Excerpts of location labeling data
◇ ◇ ◇ ◇ ◇

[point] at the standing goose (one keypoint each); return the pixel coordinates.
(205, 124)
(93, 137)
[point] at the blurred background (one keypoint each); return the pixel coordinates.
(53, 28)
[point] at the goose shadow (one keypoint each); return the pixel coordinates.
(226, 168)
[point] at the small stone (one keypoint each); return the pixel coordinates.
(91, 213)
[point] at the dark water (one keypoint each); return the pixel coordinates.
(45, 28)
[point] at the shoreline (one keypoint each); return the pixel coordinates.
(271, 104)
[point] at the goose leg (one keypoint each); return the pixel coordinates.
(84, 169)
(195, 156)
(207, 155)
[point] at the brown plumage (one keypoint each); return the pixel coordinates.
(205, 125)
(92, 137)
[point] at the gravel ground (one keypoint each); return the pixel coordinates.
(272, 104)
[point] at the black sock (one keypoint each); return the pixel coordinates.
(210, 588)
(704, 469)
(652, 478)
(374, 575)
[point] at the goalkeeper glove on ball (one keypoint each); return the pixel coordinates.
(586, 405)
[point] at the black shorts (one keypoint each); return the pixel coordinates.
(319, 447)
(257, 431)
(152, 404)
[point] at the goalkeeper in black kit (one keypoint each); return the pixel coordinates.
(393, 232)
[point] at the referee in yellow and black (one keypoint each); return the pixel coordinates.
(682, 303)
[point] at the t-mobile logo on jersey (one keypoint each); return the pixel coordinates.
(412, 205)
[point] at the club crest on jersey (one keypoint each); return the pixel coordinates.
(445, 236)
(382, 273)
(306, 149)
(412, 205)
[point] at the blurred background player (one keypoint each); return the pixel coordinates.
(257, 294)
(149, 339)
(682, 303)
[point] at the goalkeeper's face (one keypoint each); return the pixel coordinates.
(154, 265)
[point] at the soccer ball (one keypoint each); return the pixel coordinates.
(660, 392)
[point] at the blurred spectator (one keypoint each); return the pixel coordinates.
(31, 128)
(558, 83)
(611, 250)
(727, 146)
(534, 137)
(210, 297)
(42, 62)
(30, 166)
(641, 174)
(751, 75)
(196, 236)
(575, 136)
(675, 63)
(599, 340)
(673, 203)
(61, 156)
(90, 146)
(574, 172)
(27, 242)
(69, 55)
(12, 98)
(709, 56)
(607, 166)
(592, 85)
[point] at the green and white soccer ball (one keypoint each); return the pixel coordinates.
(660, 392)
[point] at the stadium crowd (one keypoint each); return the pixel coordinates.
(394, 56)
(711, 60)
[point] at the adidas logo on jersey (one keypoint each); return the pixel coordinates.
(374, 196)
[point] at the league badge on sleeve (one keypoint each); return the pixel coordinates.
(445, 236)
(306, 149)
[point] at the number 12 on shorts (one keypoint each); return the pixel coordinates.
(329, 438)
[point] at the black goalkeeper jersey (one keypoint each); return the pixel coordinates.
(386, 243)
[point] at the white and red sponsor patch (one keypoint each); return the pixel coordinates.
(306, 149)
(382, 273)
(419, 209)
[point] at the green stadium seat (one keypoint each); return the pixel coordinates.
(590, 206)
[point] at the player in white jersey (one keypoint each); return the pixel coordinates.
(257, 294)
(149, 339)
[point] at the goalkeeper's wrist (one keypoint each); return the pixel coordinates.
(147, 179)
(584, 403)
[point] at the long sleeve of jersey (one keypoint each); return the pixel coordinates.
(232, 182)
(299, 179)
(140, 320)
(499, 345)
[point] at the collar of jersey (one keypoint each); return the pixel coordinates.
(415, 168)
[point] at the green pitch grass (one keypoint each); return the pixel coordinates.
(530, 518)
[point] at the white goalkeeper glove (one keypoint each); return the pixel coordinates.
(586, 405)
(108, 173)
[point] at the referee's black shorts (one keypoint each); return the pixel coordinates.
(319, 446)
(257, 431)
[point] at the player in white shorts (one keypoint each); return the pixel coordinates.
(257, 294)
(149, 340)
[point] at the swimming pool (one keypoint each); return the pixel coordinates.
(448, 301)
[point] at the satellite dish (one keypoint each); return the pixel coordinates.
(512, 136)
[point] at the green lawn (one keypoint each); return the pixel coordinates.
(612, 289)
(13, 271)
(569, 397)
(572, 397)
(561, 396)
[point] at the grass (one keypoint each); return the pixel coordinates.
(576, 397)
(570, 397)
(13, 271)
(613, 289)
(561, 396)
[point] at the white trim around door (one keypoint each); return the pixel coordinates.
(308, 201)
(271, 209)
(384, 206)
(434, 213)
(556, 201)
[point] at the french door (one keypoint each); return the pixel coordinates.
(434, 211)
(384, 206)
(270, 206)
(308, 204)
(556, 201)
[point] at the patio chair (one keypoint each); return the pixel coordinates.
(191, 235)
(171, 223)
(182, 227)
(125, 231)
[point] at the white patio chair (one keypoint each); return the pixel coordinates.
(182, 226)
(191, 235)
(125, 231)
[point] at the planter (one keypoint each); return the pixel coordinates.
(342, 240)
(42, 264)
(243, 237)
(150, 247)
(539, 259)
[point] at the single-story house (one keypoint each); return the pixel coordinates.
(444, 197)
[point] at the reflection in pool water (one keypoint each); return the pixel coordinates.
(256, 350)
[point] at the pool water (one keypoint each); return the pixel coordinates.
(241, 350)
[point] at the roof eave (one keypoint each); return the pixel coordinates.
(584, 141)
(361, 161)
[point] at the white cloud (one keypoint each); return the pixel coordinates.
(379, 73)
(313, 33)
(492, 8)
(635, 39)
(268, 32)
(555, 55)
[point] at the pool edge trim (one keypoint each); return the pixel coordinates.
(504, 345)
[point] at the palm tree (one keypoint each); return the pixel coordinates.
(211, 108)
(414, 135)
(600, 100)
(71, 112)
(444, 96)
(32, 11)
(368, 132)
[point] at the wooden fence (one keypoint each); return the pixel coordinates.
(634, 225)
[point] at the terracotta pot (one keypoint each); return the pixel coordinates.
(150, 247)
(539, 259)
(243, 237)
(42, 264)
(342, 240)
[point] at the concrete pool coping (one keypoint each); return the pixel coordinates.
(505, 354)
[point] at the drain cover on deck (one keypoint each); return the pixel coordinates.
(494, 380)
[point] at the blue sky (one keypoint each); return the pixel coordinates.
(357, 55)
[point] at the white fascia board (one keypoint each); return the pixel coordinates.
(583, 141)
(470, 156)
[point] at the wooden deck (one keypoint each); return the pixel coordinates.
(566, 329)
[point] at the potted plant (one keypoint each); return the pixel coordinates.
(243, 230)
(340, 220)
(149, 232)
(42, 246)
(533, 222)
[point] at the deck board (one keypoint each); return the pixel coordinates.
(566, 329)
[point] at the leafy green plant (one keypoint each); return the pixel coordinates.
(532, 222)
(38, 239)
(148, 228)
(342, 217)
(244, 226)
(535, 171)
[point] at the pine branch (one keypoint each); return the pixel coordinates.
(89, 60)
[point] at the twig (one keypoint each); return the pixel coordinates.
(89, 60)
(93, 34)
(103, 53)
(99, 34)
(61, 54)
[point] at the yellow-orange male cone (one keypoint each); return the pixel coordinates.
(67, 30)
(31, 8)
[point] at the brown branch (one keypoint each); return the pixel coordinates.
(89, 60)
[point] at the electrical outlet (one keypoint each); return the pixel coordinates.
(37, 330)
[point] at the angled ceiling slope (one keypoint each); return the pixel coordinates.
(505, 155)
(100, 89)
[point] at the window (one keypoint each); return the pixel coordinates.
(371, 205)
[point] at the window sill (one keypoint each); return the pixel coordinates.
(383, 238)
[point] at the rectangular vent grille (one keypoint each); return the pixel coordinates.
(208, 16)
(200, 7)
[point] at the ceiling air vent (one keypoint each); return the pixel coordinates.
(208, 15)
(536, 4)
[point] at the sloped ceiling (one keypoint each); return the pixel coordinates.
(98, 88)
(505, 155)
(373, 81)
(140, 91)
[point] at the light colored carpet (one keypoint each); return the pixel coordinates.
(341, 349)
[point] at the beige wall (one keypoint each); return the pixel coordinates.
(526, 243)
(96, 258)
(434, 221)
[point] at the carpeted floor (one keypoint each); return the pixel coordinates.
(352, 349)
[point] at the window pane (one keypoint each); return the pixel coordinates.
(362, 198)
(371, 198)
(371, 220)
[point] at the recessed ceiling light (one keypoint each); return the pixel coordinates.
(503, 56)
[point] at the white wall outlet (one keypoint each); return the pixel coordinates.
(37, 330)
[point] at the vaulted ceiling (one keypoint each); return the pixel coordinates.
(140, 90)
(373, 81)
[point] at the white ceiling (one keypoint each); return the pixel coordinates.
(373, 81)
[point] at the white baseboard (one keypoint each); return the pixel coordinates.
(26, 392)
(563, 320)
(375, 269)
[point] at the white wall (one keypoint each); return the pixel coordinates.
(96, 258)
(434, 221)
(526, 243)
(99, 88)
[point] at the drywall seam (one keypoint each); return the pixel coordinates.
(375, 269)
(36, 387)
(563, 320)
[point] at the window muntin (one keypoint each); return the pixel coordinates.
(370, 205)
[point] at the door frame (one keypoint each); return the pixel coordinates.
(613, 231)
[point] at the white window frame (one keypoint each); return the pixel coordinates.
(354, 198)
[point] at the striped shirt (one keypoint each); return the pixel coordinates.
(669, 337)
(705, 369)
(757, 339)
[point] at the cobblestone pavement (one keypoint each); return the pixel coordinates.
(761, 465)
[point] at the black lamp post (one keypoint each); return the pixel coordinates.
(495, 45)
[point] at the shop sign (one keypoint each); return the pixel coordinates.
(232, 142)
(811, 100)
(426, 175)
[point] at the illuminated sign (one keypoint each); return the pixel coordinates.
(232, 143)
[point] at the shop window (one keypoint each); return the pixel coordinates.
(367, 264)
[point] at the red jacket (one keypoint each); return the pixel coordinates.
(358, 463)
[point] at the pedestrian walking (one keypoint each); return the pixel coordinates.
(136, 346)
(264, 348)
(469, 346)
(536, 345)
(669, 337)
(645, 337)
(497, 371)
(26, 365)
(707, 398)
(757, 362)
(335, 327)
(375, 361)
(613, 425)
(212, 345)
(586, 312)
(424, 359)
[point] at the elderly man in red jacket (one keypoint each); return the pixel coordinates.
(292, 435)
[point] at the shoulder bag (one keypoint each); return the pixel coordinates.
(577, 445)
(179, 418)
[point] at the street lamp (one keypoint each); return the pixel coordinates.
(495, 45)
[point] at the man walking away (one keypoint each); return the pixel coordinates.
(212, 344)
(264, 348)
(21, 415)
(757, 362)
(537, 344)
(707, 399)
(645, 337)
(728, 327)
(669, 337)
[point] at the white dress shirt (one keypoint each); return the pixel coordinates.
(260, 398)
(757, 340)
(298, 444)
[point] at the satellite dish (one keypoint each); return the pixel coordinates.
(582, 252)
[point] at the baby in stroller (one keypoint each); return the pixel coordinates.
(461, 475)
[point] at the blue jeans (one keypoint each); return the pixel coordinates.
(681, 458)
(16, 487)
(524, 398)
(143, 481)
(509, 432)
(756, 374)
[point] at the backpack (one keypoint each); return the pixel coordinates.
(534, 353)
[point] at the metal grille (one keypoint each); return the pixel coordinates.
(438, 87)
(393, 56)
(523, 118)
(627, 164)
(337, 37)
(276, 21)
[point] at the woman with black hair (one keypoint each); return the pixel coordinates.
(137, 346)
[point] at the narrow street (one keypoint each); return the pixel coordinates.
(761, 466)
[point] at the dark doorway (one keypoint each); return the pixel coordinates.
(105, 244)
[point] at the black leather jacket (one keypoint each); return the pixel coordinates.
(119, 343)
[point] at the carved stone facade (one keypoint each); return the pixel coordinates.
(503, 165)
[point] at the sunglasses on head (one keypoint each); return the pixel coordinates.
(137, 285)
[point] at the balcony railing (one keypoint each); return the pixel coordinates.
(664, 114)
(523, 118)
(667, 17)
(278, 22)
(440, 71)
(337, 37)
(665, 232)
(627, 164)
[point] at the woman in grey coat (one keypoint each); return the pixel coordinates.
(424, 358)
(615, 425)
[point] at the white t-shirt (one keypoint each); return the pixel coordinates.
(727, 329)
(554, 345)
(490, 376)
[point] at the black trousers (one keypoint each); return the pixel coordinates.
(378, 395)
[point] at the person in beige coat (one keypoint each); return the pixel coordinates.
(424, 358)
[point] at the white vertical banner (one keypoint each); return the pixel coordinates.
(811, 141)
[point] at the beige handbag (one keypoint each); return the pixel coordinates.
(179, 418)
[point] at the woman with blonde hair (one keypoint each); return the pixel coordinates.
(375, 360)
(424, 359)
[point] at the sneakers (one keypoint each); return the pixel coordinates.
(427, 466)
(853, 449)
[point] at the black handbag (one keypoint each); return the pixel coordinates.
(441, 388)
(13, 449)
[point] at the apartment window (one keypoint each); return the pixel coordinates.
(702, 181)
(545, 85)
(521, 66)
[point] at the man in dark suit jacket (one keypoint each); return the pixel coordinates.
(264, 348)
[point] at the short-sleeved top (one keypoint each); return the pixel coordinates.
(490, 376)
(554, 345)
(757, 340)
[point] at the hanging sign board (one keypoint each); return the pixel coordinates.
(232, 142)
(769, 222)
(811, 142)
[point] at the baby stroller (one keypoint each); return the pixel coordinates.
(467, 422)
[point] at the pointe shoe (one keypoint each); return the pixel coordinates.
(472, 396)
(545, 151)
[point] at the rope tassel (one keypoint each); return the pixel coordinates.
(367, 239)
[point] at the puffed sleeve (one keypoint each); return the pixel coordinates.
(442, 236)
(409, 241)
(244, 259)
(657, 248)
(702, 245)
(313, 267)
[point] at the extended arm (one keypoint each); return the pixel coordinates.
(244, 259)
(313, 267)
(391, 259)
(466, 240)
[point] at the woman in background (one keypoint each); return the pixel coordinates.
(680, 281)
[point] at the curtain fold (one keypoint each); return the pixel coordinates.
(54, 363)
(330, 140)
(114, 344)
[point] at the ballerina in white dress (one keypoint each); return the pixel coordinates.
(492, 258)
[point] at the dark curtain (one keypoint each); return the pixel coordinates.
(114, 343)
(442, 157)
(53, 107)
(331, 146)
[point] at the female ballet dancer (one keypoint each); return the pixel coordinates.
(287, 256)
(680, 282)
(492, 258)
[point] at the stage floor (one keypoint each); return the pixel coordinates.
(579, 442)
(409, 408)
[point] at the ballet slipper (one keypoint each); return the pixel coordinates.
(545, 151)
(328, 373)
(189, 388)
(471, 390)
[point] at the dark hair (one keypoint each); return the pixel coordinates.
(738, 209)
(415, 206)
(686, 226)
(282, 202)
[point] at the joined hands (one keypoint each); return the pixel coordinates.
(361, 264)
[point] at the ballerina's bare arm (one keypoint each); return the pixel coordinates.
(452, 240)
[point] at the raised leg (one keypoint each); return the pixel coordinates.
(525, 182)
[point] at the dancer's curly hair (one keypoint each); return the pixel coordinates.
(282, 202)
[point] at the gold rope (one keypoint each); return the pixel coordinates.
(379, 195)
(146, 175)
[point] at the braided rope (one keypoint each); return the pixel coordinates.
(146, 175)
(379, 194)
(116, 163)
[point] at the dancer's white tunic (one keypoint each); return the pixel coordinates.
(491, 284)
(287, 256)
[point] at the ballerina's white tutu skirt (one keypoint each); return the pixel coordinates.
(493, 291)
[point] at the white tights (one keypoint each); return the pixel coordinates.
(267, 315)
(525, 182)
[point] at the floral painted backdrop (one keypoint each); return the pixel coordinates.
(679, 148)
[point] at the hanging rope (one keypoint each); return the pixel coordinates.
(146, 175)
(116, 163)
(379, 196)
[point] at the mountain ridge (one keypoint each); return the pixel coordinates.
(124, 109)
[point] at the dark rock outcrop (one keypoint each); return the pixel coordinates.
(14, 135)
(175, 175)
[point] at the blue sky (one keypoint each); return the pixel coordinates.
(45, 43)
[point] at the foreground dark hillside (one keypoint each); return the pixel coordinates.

◇ ◇ ◇ ◇ ◇

**EXERCISE REQUIREMENTS**
Only those lines running from the one containing "[point] at the gold" through the last line of the data above are to be copied, exactly, with both ends included.

**OUTPUT FOR THIS TASK**
[point] at the gold rope (one keypoint each); return the pixel coordinates.
(379, 195)
(146, 175)
[point] at the braided rope (one keypoint each); return the pixel coordinates.
(146, 175)
(379, 194)
(116, 163)
[point] at the dancer's white tunic (one keypoint each); return the pixel coordinates.
(491, 284)
(287, 256)
[point] at the ballerina's white tutu skirt (one keypoint each); return the pixel coordinates.
(493, 291)
[point] at the white tights (one keypoint each); return the pixel coordinates.
(267, 315)
(525, 182)
[point] at the floral painted backdrop (one keypoint each); return the pixel coordinates.
(679, 148)
[point] at the hanging rope (one keypoint each); return the pixel coordinates.
(146, 175)
(116, 163)
(379, 196)
[point] at the mountain ridge (one keypoint each); return the pixel coordinates.
(124, 109)
[point] at the dark rock outcrop (one keypoint each); return the pixel coordinates.
(14, 135)
(175, 175)
[point] at the blue sky (one keypoint each); return the pixel coordinates.
(45, 43)
[point] at the foreground dark hillside (one keypoint each); return the pixel coordinates.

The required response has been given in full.